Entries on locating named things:
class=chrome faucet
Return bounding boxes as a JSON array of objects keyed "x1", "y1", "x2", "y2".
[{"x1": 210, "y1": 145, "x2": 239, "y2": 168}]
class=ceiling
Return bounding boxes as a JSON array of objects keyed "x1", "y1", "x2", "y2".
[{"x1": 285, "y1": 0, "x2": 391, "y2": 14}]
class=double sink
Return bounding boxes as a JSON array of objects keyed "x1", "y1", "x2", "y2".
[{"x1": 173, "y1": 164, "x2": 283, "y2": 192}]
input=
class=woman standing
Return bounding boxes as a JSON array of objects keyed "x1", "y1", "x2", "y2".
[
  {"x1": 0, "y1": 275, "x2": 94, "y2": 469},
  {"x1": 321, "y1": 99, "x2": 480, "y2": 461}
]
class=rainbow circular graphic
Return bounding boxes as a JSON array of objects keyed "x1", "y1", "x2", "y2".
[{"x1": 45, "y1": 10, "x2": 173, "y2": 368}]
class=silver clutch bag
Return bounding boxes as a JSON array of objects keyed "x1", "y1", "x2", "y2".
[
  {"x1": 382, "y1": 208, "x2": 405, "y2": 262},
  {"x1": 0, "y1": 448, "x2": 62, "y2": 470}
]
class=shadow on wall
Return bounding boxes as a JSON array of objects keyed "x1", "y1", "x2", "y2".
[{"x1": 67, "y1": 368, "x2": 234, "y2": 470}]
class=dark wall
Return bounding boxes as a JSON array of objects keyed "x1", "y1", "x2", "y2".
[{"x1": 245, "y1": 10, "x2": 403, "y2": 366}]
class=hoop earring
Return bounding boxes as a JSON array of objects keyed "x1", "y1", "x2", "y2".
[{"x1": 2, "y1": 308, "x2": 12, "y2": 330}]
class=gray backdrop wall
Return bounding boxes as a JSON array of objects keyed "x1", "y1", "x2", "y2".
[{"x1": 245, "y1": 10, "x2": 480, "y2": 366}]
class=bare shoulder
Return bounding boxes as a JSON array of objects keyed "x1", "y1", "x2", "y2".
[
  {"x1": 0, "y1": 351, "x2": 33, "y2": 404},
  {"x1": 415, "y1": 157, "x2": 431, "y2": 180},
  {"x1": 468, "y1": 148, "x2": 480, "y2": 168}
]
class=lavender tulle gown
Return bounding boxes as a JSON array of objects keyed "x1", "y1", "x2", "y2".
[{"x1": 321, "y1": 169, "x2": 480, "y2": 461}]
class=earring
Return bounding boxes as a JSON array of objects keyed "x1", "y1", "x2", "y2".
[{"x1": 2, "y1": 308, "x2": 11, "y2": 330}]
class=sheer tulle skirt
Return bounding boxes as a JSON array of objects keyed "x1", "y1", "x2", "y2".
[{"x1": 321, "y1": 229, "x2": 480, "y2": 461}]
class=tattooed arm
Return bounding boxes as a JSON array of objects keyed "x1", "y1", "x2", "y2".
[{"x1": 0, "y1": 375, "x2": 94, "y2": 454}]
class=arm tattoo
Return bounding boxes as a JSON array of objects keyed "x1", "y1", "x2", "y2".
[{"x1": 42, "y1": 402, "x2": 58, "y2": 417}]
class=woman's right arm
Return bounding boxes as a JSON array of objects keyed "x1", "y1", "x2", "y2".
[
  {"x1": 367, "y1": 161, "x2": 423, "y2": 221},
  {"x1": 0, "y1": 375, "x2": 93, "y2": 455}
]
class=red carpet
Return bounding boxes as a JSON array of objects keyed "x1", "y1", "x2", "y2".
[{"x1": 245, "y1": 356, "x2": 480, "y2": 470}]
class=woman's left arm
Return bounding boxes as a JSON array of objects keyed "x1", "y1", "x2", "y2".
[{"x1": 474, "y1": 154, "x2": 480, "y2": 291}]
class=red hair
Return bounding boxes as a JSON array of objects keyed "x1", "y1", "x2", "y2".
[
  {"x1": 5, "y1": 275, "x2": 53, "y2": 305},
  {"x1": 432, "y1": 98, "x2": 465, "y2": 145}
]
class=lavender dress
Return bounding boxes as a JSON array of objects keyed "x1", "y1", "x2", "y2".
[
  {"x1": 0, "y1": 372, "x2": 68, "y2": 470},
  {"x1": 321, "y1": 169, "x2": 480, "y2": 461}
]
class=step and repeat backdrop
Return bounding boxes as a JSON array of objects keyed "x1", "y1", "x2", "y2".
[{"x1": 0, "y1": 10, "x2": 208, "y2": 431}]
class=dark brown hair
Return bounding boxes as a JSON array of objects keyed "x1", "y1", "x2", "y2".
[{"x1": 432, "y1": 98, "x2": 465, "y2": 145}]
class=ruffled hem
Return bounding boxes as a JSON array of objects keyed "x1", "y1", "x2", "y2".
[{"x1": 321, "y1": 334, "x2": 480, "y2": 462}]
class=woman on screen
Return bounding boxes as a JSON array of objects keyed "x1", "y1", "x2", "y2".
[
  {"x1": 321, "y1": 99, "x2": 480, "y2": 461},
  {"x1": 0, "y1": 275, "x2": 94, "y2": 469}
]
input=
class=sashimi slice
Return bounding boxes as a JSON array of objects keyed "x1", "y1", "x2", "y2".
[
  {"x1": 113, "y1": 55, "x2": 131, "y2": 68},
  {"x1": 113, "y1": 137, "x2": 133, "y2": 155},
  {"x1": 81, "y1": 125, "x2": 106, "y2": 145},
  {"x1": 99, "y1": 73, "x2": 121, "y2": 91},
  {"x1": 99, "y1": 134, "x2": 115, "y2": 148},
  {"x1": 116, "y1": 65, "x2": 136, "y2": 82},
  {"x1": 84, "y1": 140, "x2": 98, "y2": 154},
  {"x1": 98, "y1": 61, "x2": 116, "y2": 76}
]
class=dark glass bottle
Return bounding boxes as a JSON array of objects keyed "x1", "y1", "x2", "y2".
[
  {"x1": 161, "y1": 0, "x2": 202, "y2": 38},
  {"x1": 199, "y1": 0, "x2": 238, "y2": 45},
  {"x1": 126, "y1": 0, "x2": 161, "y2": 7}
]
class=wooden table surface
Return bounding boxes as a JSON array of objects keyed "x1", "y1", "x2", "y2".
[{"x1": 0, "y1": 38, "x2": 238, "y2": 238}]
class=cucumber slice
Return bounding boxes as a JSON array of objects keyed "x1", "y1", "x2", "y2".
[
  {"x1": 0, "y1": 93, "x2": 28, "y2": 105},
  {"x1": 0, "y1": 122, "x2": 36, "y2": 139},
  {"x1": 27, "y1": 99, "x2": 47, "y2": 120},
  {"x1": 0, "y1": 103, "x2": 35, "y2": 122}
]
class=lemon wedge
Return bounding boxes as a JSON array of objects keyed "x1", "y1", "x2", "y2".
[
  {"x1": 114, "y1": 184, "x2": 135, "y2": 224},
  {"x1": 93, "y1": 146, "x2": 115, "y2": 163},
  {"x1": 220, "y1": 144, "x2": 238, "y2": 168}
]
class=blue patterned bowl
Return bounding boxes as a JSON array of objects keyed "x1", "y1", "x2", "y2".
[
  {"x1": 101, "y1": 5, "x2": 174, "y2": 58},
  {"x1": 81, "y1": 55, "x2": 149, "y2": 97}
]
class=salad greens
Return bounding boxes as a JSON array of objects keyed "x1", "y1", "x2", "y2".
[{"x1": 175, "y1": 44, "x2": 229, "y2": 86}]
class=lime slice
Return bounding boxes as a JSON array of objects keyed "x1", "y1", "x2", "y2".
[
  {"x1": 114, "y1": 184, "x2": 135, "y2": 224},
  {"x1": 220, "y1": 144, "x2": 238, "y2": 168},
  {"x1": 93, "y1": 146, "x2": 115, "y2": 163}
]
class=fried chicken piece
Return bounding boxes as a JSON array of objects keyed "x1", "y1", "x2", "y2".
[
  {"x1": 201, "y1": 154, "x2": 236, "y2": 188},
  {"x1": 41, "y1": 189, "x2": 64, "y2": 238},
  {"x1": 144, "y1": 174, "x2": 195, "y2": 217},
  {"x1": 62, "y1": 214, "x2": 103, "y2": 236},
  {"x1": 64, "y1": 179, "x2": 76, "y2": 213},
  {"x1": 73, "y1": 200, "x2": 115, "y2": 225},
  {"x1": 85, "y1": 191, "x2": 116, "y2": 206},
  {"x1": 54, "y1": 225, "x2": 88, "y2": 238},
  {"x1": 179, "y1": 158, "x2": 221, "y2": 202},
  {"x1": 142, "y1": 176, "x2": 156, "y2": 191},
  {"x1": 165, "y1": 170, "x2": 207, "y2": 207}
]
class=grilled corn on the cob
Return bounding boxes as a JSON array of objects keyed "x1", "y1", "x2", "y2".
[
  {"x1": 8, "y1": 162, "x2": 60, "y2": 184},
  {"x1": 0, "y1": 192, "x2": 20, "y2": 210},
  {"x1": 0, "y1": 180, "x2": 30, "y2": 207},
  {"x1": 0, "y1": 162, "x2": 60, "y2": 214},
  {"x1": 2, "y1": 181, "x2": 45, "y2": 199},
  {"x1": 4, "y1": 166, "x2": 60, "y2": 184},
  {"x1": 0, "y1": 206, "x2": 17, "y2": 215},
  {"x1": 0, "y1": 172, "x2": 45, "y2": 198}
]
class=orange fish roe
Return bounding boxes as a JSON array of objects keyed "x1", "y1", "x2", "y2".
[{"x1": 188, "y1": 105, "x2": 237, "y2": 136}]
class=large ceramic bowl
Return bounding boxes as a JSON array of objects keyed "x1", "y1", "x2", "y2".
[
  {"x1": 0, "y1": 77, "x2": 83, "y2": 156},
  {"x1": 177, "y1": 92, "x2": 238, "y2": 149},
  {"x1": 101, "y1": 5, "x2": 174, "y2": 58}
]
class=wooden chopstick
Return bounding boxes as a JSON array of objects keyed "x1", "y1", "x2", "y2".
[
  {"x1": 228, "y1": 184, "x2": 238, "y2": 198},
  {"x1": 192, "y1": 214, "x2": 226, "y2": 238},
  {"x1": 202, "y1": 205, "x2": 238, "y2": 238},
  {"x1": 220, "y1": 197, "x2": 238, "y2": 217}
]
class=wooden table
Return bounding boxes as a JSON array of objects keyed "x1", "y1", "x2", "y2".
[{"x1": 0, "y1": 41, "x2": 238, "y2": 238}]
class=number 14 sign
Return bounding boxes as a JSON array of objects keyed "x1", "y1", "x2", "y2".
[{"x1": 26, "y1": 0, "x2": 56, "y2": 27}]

Written problem
Extract, exactly, the lines above that begin at the line containing "class=grilled corn on the cob" and end at the final line of the records; add no other text.

The solution
class=grilled corn on the cob
Return bounding boxes as a JSON array of objects keyed "x1", "y1", "x2", "y2".
[
  {"x1": 8, "y1": 162, "x2": 60, "y2": 184},
  {"x1": 0, "y1": 192, "x2": 20, "y2": 210},
  {"x1": 0, "y1": 180, "x2": 30, "y2": 207},
  {"x1": 0, "y1": 162, "x2": 60, "y2": 214},
  {"x1": 2, "y1": 181, "x2": 45, "y2": 199},
  {"x1": 4, "y1": 166, "x2": 60, "y2": 184},
  {"x1": 0, "y1": 206, "x2": 17, "y2": 215},
  {"x1": 0, "y1": 172, "x2": 45, "y2": 198}
]
class=orange fish roe
Return bounding boxes as a JSON array of objects keyed "x1", "y1", "x2", "y2".
[{"x1": 188, "y1": 105, "x2": 237, "y2": 136}]
class=large ceramic bowl
Return bounding boxes as a JSON array of objects keyed "x1", "y1", "x2", "y2".
[
  {"x1": 0, "y1": 77, "x2": 83, "y2": 156},
  {"x1": 177, "y1": 92, "x2": 238, "y2": 149},
  {"x1": 101, "y1": 5, "x2": 174, "y2": 58}
]
class=wooden chopstick
Return bounding boxes as a JSON array of objects keyed "x1", "y1", "x2", "y2".
[
  {"x1": 228, "y1": 184, "x2": 238, "y2": 198},
  {"x1": 192, "y1": 214, "x2": 226, "y2": 238},
  {"x1": 202, "y1": 205, "x2": 238, "y2": 238},
  {"x1": 220, "y1": 197, "x2": 238, "y2": 217}
]
class=wooden table
Return bounding boxes as a JSON array of objects keyed "x1", "y1", "x2", "y2".
[{"x1": 0, "y1": 41, "x2": 238, "y2": 238}]
class=number 14 sign
Return bounding boxes as a JSON array of objects keyed "x1", "y1", "x2", "y2".
[{"x1": 26, "y1": 0, "x2": 56, "y2": 27}]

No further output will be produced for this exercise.